(Stored items from a collection)
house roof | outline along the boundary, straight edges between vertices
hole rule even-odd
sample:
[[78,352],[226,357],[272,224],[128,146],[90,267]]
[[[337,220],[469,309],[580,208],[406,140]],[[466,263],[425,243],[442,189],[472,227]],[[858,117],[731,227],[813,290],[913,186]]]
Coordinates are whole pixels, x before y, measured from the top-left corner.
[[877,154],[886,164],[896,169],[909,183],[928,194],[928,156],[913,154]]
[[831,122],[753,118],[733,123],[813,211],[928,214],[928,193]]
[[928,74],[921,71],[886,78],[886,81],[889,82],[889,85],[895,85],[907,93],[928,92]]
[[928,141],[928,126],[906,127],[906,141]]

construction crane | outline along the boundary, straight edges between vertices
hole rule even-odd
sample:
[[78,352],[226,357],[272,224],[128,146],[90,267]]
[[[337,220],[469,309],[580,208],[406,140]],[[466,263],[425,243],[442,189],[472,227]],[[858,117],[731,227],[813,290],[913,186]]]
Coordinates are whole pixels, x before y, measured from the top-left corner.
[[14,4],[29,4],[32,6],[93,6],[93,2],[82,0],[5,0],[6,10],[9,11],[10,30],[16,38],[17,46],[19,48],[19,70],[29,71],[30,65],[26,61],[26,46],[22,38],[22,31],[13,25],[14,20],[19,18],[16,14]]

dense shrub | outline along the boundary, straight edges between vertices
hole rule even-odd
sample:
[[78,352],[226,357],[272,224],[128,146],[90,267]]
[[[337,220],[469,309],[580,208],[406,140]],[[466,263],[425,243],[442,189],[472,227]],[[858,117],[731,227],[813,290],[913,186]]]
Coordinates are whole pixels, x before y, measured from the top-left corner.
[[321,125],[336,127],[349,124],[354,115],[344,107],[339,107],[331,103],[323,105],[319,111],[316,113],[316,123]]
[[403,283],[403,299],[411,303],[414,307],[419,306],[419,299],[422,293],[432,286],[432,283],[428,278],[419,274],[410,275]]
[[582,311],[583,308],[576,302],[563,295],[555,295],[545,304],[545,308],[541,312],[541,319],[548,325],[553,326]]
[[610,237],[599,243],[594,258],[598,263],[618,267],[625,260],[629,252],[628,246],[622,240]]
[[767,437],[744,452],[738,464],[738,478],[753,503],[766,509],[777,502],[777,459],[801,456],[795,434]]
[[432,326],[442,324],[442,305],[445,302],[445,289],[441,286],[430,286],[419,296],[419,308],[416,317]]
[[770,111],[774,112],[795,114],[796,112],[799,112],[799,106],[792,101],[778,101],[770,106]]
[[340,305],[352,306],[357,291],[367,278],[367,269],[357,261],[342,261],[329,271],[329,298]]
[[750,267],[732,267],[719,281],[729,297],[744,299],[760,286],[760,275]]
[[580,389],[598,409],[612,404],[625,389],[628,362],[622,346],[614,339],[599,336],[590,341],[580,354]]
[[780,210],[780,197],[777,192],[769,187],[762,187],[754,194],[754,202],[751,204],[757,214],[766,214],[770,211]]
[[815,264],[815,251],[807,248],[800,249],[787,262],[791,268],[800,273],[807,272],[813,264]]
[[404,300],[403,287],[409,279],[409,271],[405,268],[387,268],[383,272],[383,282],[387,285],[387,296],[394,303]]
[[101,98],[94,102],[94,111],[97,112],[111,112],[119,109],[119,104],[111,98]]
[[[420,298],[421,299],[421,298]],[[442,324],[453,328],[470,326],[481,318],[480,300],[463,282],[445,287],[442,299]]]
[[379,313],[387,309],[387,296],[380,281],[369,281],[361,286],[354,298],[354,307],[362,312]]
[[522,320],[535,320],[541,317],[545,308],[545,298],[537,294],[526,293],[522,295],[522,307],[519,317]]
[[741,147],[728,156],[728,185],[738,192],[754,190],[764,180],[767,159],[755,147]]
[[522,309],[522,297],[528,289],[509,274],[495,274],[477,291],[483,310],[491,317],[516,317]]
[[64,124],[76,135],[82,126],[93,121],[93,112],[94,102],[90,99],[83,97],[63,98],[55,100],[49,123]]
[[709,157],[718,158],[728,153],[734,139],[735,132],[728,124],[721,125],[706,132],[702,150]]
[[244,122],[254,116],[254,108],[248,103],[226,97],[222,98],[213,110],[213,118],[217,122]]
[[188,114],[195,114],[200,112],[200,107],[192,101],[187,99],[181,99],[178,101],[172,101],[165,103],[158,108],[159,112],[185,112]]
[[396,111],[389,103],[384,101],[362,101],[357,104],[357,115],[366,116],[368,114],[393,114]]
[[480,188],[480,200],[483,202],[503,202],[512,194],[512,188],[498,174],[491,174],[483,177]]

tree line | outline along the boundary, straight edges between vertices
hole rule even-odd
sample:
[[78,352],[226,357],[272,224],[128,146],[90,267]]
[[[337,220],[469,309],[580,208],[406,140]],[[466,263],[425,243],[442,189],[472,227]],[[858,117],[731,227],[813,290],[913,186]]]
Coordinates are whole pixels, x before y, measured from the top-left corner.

**Work to complete**
Write out all the entries above again, swapping "hole rule" for "fill rule" wherever it occurs and leaving everything else unchanged.

**Answer to the exercise**
house roof | outline along the boundary, straight edges between vertices
fill rule even-odd
sample:
[[78,352],[226,357],[272,224],[128,146],[90,267]]
[[[337,220],[469,309],[580,208],[406,140]],[[466,263],[425,243],[442,189],[472,227]],[[858,117],[731,227],[813,290],[913,186]]]
Coordinates are whole pixels, x before y, measured from the top-left corner.
[[877,154],[886,164],[896,169],[909,183],[928,194],[928,156],[913,154]]
[[831,122],[753,118],[733,123],[813,211],[928,214],[928,193]]
[[928,74],[921,71],[886,78],[886,81],[889,82],[889,85],[895,85],[907,93],[928,92]]
[[928,141],[928,126],[906,127],[906,141]]

construction crane | outline along the boundary, straight edges between vertices
fill rule even-odd
sample:
[[78,352],[226,357],[272,224],[128,146],[90,267]]
[[[337,220],[469,309],[580,208],[406,140]],[[466,263],[425,243],[442,189],[472,227]],[[858,117],[731,227],[813,290],[913,186]]]
Coordinates are whole pixels, x before y, measured from the top-left corner.
[[14,4],[29,4],[32,6],[93,6],[93,2],[82,0],[5,0],[6,10],[9,11],[10,30],[16,38],[17,46],[19,48],[19,70],[29,71],[30,65],[26,61],[26,46],[22,38],[22,31],[13,25],[14,20],[19,18],[16,14]]

dense shrub | outline along the boundary, straight edges between vertices
fill rule even-odd
sample:
[[78,352],[226,357],[272,224],[128,146],[90,267]]
[[[337,220],[469,309],[580,208],[406,140]],[[466,263],[425,243],[442,189],[472,227]],[[858,117],[731,227],[813,290],[913,186]]]
Coordinates are whole pixels, x before y, measured from the top-left corner.
[[321,125],[336,127],[349,124],[354,115],[344,107],[339,107],[331,103],[323,105],[319,111],[316,113],[316,123]]
[[403,283],[403,299],[411,303],[414,307],[419,306],[419,299],[422,293],[432,286],[432,283],[428,278],[419,274],[410,275]]
[[582,311],[583,308],[576,302],[563,295],[555,295],[545,304],[545,308],[541,312],[541,319],[548,325],[553,326]]
[[610,237],[599,243],[594,258],[598,263],[618,267],[625,260],[629,252],[628,246],[622,240]]
[[767,437],[744,452],[738,464],[738,478],[753,503],[766,509],[777,502],[777,459],[801,456],[795,434]]
[[432,326],[442,324],[442,305],[445,302],[445,289],[441,286],[430,286],[419,296],[419,308],[416,317]]
[[770,111],[774,112],[795,114],[796,112],[799,112],[799,106],[792,101],[778,101],[770,106]]
[[340,305],[352,306],[357,291],[367,278],[367,269],[357,261],[342,261],[329,271],[329,298]]
[[750,267],[732,267],[719,281],[729,297],[744,299],[760,286],[760,275]]
[[580,389],[598,409],[612,404],[625,389],[628,362],[622,346],[614,339],[599,336],[590,341],[580,354]]
[[780,210],[780,197],[777,192],[769,187],[762,187],[754,194],[754,202],[751,204],[757,214],[766,214],[770,211]]
[[815,264],[815,251],[807,248],[800,249],[787,262],[791,268],[800,273],[807,272],[813,264]]
[[404,300],[403,287],[409,279],[409,271],[405,268],[387,268],[383,272],[383,282],[387,285],[387,296],[394,303]]
[[101,98],[94,102],[94,111],[97,112],[111,112],[119,109],[119,104],[111,98]]
[[[420,298],[421,299],[421,298]],[[442,324],[453,328],[470,326],[481,318],[480,300],[463,282],[445,287],[442,299]]]
[[379,313],[387,309],[387,296],[380,281],[369,281],[361,286],[354,298],[354,307],[362,312]]
[[522,320],[535,320],[541,317],[545,308],[545,298],[537,294],[526,293],[522,295],[522,307],[519,317]]
[[741,147],[728,156],[728,185],[738,192],[754,190],[764,180],[767,159],[755,147]]
[[522,309],[522,297],[528,289],[509,274],[495,274],[477,291],[483,310],[491,317],[516,317]]
[[64,124],[76,135],[82,126],[93,121],[93,112],[94,102],[90,99],[83,97],[63,98],[55,100],[49,123]]
[[709,157],[718,158],[728,153],[734,139],[735,132],[728,124],[721,125],[706,132],[702,150]]
[[244,122],[254,116],[254,108],[248,103],[226,97],[222,98],[213,110],[213,118],[217,122]]
[[188,114],[195,114],[200,112],[200,107],[192,101],[187,99],[181,99],[178,101],[172,101],[165,103],[158,108],[159,112],[185,112]]
[[396,111],[389,103],[384,101],[362,101],[357,104],[357,115],[366,116],[368,114],[393,114]]
[[480,188],[480,200],[483,202],[503,202],[512,194],[512,188],[498,174],[491,174],[483,177]]

tree line | outline along the boundary, straight edges between vertices
fill rule even-odd
sample:
[[78,352],[226,357],[272,224],[128,146],[90,267]]
[[[337,220],[469,309],[580,208],[406,140]],[[466,263],[425,243],[442,189],[472,227]],[[858,117],[731,227],[813,290],[913,186]]]
Coordinates are whole pixels, x before y, measured from the top-left corner.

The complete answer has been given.